■ **DOCUMENT EXCERPT**:
▬▬▬
According to Eurostat's classification, domestic work involves providing care to children,
the elderly, or persons with disabilities. It also includes tasks such as cleaning and
cooking – traditionally unpaid household jobs allocated to women. Domestic work may
also include other tasks like gardening, chauffeuring or providing security services –
tasks more regularly performed by men. Changes in western European employment and
demography (increasing participation of women in the labour market, challenges of
balancing work and family life, and an agеing population) have pushed up the demand
for domestic work, turning it into a fast-growing sector of the economy.1 Some
domestic workers live and work full time on the premises of their employer ('live-in'
workers). Others live elsewhere and travel to their workplace(s) for a number of hours
per week ('live-out' workers). According to the ILO, domestic work is performed as part
of an employment relationship for one or more households.
Characteristics and problems of domestic work
In domestic work, the employment relationship is an 'atypical' one, where the worker is
'invisible' to the outside world and does not have a precise job specification (in terms of
working hours, free time or annual leave). This makes it easy for employers to infringe
national labour laws.
Where there is no formal employment contract, domestic work belongs to the informal
economy, which includes 'all economic activities that are – in law or practice – not
covered or insufficiently covered by formal arrangements'. According to the European
Federation for Services to Individuals, in 2010, the share of informal work in the market
for personal services was 70% in Italy and Spain; 50% in the United Kingdom; 45% in
Germany; 40% in the Netherlands; 30% in France and Belgium; and 15% in Sweden.
▬▬▬
■ **SUPPLIED DATA**:
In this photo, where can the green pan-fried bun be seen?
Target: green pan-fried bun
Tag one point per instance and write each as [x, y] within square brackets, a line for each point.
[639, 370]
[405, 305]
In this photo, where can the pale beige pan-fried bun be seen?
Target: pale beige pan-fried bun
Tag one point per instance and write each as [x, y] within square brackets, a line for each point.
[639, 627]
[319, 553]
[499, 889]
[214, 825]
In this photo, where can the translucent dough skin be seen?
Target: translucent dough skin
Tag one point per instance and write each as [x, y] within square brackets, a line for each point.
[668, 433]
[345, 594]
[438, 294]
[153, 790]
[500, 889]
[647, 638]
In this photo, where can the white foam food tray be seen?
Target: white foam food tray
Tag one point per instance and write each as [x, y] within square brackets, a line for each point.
▬▬▬
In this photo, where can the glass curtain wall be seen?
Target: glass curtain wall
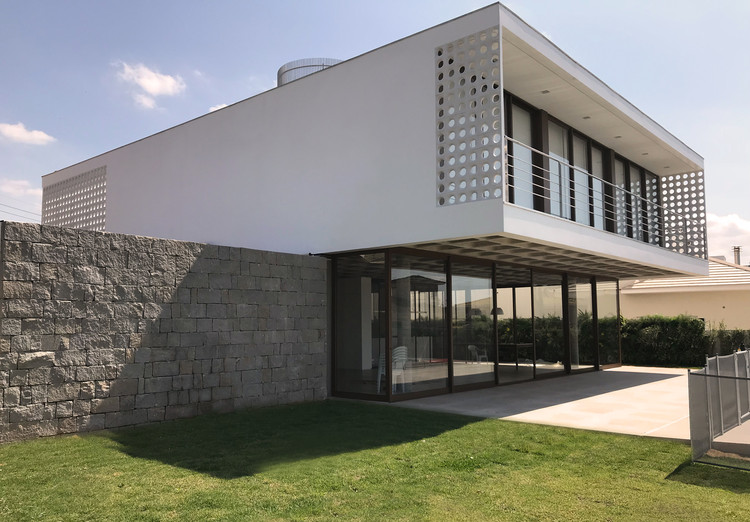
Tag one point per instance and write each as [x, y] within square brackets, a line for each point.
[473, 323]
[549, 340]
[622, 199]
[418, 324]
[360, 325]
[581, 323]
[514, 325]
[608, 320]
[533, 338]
▬▬▬
■ **WHAT YOU NEED TO DO**:
• A. In the passage on domestic work, what was the share of informal work in the market for personal services in Germany in 2010?
• B. Extend the passage on domestic work, picking up right after its final sentence.
The rows are separate material and have nothing to do with the passage on domestic work.

■ **ANSWERS**:
• A. 45%

• B.
Potential problems linked to this kind of work include lack of adequate accommodation,
privacy or health insurance, as well as no protection against illness, occupational
accidents and workplace hazards. There is also a possible lack of access to social security
benefits, such as maternity protection and pension schemes. Sickness, injury and
pregnancy can thus be grounds for immediate dismissal. This deprives domestic workers
of the security offered through 'decent work'. In some cases, mainly involving migrant
workers, domestic work is associated with precarious work, defined by the inability of
individuals to impose their rights, the absence of social protection, as well as health and
safety risks and insufficient income. Furthermore, domestic work is characterised by an
unspecified length of employment and uncertainty about future employment. Domestic
workers' wages are often below the national statutory minimum wage, and there is no
provision for overtime pay. In addition, wage payments may be delayed, improperly
calculated or withheld arbitrarily.
Number of domestic workers
As the European Trade Union Confederation (ETUC) points out, obtaining reliable data
on domestic work in Europe is difficult, particularly due to its often 'informal' character.
According to the ILO's recent global and regional estimates, at least 52.6 million persons
above the age of 15 worldwide are domestic workers, of whom 43.6 million, or 83%, are
women. In 2012, according to European Commission estimates, some 2.6 million
persons were employed as domestic workers in the EU-27 Member States. Around
2.3 million of these were women (89%), and slightly fewer than 300 000 men (11%).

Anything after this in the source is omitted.